Task goal - Copy the lines from the one containing "of the rock" up to and including the one containing "pixel 89 91", swapping "gravel path" for "dirt trail" and leaving everything else unchanged. Give only those lines.

(Some records)
= = = = = = =
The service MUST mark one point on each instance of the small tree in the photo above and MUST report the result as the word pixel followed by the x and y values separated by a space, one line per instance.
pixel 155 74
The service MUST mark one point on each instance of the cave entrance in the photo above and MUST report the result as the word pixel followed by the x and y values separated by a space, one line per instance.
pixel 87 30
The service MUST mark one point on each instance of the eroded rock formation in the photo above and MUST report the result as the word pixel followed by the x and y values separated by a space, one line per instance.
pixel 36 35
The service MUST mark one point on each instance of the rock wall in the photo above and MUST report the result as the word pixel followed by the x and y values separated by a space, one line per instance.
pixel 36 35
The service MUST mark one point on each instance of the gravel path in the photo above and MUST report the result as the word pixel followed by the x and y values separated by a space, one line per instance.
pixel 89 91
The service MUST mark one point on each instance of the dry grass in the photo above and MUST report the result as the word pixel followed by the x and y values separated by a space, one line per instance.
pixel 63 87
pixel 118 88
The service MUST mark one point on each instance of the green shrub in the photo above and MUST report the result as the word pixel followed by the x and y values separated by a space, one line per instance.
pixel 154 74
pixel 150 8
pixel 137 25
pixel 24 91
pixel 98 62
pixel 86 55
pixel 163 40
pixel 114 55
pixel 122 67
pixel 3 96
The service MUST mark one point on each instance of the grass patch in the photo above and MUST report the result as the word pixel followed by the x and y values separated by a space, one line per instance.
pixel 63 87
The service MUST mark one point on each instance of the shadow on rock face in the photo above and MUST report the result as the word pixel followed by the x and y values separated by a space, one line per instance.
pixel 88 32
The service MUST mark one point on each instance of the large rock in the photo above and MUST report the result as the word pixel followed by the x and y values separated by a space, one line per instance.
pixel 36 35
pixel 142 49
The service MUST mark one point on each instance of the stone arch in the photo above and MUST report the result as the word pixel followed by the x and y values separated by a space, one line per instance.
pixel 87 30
= = = = = = =
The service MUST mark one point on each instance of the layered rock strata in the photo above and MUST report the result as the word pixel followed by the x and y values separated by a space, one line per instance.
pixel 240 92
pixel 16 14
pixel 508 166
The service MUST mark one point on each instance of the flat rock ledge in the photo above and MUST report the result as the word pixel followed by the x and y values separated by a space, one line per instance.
= = = = = = =
Finished task -
The service MUST mark one point on each instance of the rock wall in the photo above and MUST report the result as the word pixel followed by the x and y values separated by a space, one line per instance.
pixel 36 35
The service MUST mark one point on each instance of the dirt trail in the photo above and MUST report the result as the word pixel followed by the x and y values separated by a space, one line per instance.
pixel 89 91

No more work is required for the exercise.